» Stated problem
Copy out every line exactly, passing over the pictures.

(Labeled-object pointing entries)
- - -
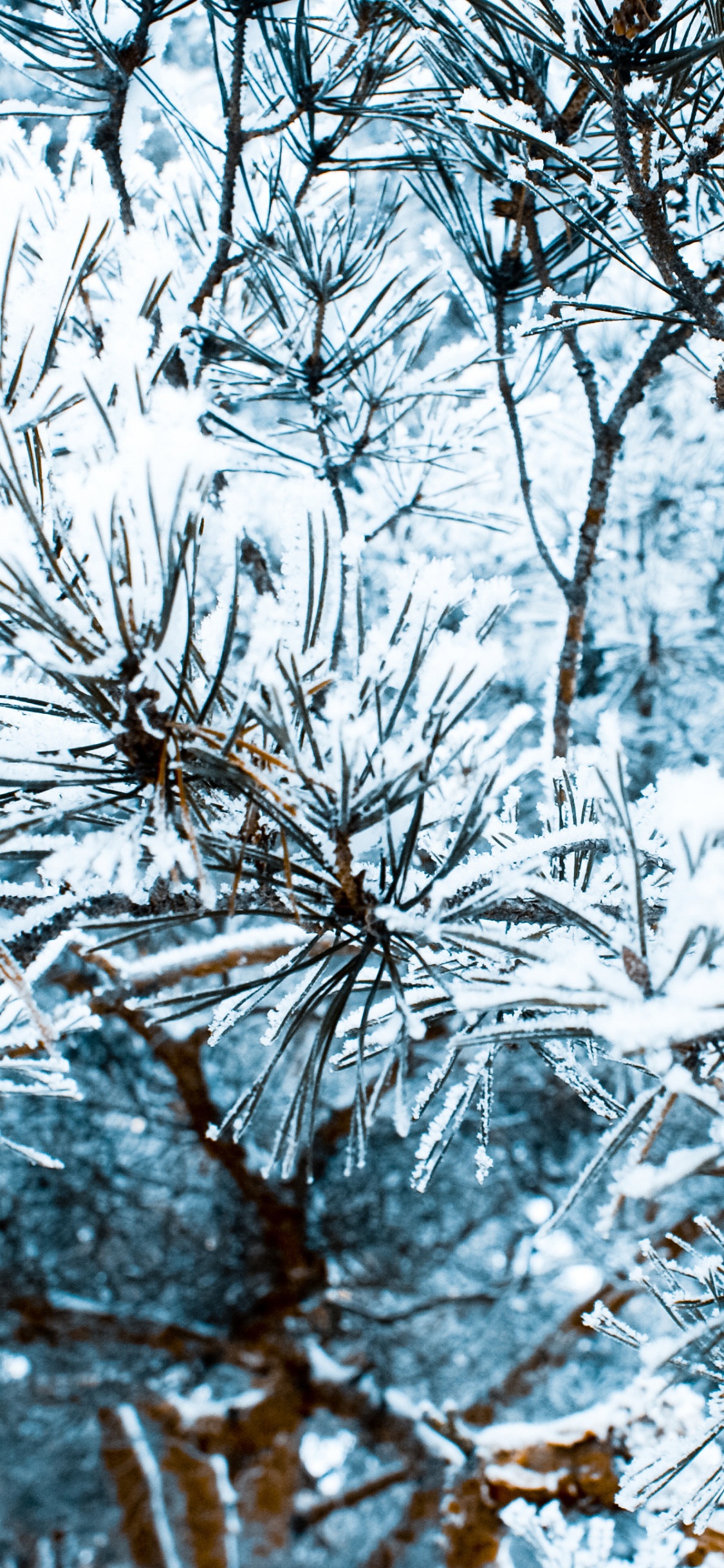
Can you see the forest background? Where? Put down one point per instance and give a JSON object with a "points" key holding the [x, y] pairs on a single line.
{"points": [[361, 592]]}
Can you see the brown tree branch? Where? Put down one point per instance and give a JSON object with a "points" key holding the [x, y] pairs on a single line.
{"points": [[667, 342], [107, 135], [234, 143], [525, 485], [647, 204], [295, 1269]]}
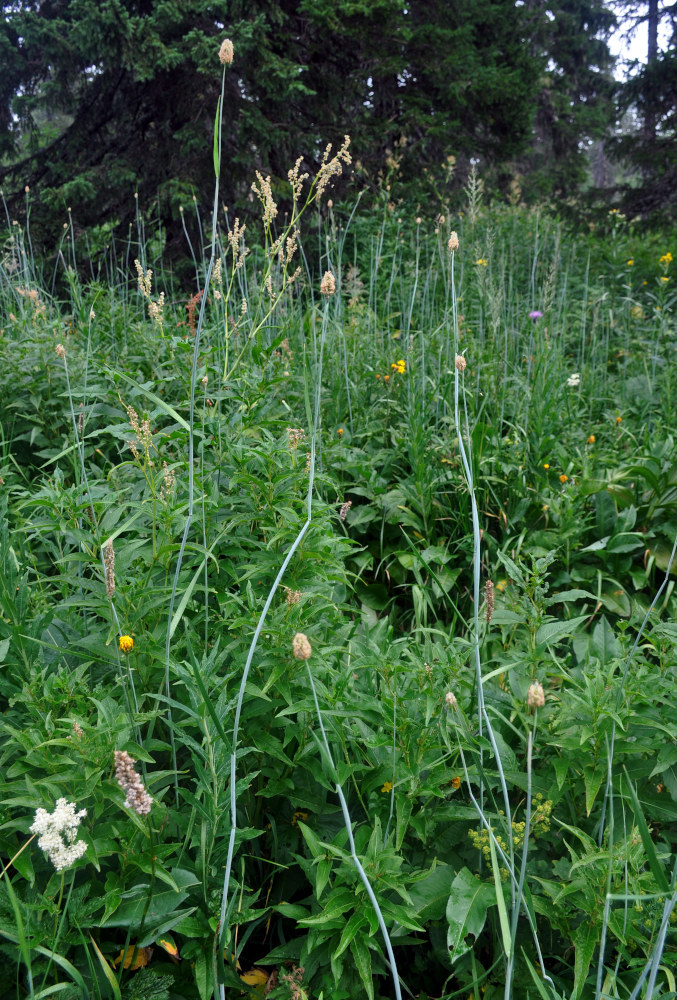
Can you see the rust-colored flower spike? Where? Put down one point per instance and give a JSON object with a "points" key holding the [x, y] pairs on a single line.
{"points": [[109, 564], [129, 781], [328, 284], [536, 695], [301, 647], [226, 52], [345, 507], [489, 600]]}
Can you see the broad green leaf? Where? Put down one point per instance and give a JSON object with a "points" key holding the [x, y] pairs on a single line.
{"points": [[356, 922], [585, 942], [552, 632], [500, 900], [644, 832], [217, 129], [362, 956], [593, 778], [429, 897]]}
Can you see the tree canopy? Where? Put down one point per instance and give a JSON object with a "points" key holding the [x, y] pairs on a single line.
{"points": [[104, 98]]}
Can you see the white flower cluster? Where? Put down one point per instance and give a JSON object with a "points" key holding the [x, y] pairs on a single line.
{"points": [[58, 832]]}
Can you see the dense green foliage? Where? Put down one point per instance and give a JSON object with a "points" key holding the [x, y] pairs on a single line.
- - -
» Reply to the exercise
Can you see the forest background? Where? Put down one point per instance and give a JSON object with a "points" key holding the [x, y] pairs on a single line.
{"points": [[361, 592]]}
Can you see the brown tree branch? Where? Put down one point per instance and give a JSON object with a "points" key holding the [x, y] pairs on a single line.
{"points": [[667, 342], [107, 135], [234, 143], [525, 485], [647, 204], [295, 1269]]}
Can you see the rust-colored flower spike? Where? Put down one point per instance and give a JSON object with a "points" key holding the [x, y] pairs on a single line.
{"points": [[109, 564], [129, 781], [328, 284], [536, 695], [301, 647], [226, 52], [345, 507], [489, 600]]}
Can you see the broad green leaf? Where? Put down one point per instance and give a JSON object with a "points" key holding the [x, y] pairs on a single line.
{"points": [[356, 922], [585, 942], [552, 632], [500, 900], [644, 832], [217, 129], [362, 956], [593, 778], [429, 897]]}
Can you see the tree canopy? Where? Put down one point per instance and give a JSON object with a "points" key holding the [x, y] pairs on a single line.
{"points": [[104, 98]]}
Can you see the white flower cluster? Where? Put down one point per instance and give a JSON object with a "points" key holding the [x, y] pairs on a single line.
{"points": [[58, 832]]}
Can you see the dense green foliage? Where? Put down one point per instance and give a JSON object with a "points" key holding the [x, y] pairs on a single line.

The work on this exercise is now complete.